**Enunciado da tarefa**
Reproduza por inteiro o trecho do material que começa na primeira linha e termina na linha que contém "top-left (0, 27), bottom-right (120, 80)", ambas incluídas. Multiplique por 1,55 as coordenadas das caixas delimitadoras nas respostas, arredondando para números inteiros com as metades para cima, e mantenha os demais números como estão.

**Entradas de dados**
--------

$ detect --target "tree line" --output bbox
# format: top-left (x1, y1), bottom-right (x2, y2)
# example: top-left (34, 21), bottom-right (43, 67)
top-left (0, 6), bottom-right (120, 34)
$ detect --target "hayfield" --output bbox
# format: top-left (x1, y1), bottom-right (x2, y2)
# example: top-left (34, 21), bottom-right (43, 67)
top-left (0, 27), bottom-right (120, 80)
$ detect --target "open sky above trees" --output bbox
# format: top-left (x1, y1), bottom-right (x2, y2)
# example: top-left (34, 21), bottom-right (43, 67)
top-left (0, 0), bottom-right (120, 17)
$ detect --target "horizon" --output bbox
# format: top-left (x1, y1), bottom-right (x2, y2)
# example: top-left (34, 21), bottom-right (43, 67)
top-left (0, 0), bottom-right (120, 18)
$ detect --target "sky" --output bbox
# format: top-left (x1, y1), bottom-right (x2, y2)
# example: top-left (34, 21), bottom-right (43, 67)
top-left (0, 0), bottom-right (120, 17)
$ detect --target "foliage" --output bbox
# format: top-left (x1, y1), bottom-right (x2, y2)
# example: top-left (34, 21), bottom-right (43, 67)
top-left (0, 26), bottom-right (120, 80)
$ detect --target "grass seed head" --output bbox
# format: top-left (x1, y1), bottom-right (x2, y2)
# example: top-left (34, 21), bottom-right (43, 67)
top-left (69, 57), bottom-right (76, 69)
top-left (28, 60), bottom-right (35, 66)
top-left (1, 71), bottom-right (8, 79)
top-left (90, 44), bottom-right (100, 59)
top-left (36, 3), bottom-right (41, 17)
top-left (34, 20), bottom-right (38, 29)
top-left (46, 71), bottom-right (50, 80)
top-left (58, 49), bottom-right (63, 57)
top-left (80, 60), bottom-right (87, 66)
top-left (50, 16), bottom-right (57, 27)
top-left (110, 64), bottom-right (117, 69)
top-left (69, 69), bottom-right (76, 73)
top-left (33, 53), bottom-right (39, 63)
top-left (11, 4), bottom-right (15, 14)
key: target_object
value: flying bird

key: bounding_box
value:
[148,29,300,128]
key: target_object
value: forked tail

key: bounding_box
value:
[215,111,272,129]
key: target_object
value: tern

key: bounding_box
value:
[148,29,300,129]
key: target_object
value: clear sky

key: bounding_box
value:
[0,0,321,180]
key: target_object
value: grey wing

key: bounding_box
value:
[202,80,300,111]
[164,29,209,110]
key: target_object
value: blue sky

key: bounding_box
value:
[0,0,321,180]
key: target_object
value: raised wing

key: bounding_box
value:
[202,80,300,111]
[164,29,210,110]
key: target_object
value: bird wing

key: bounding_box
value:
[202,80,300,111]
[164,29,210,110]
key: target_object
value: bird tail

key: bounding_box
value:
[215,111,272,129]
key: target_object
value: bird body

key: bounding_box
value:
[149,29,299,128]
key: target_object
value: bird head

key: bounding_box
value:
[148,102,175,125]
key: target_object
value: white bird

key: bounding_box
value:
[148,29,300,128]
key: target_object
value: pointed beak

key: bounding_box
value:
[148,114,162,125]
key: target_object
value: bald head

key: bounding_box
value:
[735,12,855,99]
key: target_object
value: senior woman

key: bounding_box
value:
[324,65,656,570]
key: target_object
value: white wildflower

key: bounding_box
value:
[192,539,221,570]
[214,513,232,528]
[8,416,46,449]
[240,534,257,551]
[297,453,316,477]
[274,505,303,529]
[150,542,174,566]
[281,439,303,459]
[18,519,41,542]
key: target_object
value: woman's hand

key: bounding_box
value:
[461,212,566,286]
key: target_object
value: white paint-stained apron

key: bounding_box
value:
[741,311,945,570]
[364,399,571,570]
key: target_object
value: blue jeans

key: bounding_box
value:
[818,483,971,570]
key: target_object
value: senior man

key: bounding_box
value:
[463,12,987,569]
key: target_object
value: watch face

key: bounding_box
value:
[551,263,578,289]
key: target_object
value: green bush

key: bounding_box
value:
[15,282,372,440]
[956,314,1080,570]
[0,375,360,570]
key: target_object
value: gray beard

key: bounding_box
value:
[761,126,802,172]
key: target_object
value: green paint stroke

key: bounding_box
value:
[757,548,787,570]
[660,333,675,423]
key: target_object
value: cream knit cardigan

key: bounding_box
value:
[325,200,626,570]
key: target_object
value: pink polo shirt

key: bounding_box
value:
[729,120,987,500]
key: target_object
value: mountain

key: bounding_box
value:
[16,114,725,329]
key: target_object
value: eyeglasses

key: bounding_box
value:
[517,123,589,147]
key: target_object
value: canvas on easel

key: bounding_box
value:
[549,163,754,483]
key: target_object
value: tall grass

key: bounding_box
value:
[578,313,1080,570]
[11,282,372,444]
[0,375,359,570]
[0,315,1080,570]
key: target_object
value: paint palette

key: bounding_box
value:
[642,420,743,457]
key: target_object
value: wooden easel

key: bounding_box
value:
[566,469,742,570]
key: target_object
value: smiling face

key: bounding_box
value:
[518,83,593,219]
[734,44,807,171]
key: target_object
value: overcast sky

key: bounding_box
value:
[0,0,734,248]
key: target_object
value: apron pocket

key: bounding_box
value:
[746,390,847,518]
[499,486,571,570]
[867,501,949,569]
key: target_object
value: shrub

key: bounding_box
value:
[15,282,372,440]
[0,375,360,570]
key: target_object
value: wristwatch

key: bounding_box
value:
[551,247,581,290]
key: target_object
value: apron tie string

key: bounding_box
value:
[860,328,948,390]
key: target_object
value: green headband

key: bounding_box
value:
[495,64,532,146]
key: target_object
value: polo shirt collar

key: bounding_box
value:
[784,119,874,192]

--------

**A resposta**
$ detect --target "tree line" --output bbox
# format: top-left (x1, y1), bottom-right (x2, y2)
# example: top-left (34, 21), bottom-right (43, 67)
top-left (0, 9), bottom-right (186, 53)
$ detect --target "hayfield" --output bbox
# format: top-left (x1, y1), bottom-right (x2, y2)
# example: top-left (34, 21), bottom-right (43, 67)
top-left (0, 42), bottom-right (186, 124)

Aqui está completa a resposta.